# Text under study
#####

Unfortunately, I am still behind the curve. A year after I purchased those shoes, Monahan predicted on his Substack and in The Cut that American (read: millennial New Yorker) culture is already experiencing another “vibe shift.” Goodbye, he postulates, to Jerry Seinfeld’s bulky jackets and chunky sneakers. Welcome to the renaissance of Effy Stonem, indie sleaze and the end of the hyper-digital, hyper-“cancel culture” era. 

After the profile in The Cut, the term “vibe shift” began to take shape in the media as an idea that extended beyond just fashion trends. Buzzfeed columnist Elamin Abdelmahmoud argues that “vibe shift” can also function as a framing device to analyze broad changes in American culture. In his opinion, the pandemic, anti-establishment Trump politics and now the war in Ukraine have all contributed to a decline in social trust. America’s democratic institutions are being challenged, and foreign countries are demonstrating that autocratic regimes will not easily capitulate, rebuffing political scientist Francis Fukuyama’s bold prediction that stable, liberal democracies would become the dominant world order.

#####

# Supplied data
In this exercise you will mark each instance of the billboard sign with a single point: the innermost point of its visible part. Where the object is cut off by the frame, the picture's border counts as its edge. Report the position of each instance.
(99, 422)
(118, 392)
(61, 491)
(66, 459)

#####

# Aim of the task
Repeat word for word the portion of the vibe shift passage starting with "After the profile" and going on through "dominant world order.". The items have no connection to the vibe shift passage.

# Exercise output
After the profile in The Cut, the term “vibe shift” began to take shape in the media as an idea that extended beyond just fashion trends. Buzzfeed columnist Elamin Abdelmahmoud argues that “vibe shift” can also function as a framing device to analyze broad changes in American culture. In his opinion, the pandemic, anti-establishment Trump politics and now the war in Ukraine have all contributed to a decline in social trust. America’s democratic institutions are being challenged, and foreign countries are demonstrating that autocratic regimes will not easily capitulate, rebuffing political scientist Francis Fukuyama’s bold prediction that stable, liberal democracies would become the dominant world order.